--- START OF RAW RECORDS ---

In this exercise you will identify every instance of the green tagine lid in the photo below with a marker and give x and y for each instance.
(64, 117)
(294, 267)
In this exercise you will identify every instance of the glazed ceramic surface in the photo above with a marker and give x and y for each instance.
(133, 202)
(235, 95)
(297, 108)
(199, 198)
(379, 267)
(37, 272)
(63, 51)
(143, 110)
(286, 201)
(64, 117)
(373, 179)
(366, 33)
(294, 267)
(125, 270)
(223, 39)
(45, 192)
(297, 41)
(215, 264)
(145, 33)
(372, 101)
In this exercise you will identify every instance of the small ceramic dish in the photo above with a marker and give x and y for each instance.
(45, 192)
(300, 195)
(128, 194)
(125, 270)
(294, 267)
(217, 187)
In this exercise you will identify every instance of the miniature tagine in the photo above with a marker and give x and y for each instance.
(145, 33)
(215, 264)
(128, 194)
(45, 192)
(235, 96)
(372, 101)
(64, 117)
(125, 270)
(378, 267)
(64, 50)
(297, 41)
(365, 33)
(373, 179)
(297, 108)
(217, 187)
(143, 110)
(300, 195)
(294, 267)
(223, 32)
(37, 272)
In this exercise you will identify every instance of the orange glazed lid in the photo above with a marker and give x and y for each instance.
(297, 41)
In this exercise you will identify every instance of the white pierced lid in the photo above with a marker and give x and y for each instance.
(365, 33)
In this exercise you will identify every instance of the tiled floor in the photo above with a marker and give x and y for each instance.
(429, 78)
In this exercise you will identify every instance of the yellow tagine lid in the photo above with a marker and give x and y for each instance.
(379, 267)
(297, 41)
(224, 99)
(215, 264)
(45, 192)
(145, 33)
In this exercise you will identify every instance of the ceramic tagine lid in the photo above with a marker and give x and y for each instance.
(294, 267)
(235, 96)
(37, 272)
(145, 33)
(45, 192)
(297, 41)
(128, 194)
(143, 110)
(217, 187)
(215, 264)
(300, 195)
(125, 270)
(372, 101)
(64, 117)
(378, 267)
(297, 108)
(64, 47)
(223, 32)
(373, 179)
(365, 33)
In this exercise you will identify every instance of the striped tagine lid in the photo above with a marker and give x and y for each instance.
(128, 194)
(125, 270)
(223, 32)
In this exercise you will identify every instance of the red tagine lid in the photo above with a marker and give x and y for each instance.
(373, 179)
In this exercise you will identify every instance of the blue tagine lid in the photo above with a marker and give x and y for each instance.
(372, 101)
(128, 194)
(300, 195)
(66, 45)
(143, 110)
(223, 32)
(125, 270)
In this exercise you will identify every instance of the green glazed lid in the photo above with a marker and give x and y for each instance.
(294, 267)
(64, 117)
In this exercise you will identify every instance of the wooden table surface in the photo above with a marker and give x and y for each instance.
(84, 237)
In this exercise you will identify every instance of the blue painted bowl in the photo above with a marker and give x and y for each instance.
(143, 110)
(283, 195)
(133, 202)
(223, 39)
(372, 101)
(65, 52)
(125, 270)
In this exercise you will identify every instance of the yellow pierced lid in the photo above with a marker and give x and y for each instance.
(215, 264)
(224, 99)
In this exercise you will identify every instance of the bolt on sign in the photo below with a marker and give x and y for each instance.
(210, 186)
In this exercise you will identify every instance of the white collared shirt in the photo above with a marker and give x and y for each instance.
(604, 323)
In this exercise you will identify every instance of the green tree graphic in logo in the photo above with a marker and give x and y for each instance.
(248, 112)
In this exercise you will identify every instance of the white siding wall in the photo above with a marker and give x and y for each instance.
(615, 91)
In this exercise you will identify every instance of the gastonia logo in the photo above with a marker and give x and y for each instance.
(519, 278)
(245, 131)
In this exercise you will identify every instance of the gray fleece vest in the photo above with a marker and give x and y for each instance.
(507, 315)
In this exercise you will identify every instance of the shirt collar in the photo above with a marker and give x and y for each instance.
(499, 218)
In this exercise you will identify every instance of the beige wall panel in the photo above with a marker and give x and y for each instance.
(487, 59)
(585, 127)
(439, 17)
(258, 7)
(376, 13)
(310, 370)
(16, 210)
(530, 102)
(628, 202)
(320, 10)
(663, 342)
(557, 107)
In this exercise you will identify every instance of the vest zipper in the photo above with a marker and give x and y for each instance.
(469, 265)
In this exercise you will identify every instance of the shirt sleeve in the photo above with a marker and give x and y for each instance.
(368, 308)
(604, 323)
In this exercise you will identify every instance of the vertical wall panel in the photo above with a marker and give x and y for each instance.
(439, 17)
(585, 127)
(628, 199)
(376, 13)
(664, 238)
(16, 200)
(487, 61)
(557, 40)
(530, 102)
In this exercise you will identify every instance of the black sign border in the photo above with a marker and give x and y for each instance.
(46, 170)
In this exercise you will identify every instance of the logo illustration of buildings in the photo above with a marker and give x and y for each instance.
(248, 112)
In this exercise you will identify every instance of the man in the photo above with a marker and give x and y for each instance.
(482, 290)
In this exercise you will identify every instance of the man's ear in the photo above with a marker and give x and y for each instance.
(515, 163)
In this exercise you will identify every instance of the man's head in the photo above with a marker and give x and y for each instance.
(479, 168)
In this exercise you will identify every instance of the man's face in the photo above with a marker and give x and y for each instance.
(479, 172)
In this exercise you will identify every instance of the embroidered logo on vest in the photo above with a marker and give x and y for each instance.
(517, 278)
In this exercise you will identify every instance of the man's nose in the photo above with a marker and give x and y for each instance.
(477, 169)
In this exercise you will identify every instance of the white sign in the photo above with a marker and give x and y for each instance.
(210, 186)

--- END OF RAW RECORDS ---

> _WHAT YOU WILL DO_:
Reproduce the records starting at the line that contains "the man's head" and ending at the end of the records, swapping "marker" for "pin" and changing nothing else.

> _RESULT OF THIS TASK_:
In this exercise you will identify every instance of the man's head in the photo above with a pin and give x and y for each instance.
(479, 168)
In this exercise you will identify every instance of the man's face in the photo above with a pin and give x and y for each instance.
(479, 172)
In this exercise you will identify every instance of the embroidered logo on vest in the photo above with a pin and give x and y for each instance.
(517, 278)
In this exercise you will identify every instance of the man's nose in the photo above with a pin and give x and y for each instance.
(477, 169)
In this exercise you will identify every instance of the white sign in the photo above with a pin and give x and y for each instance.
(210, 186)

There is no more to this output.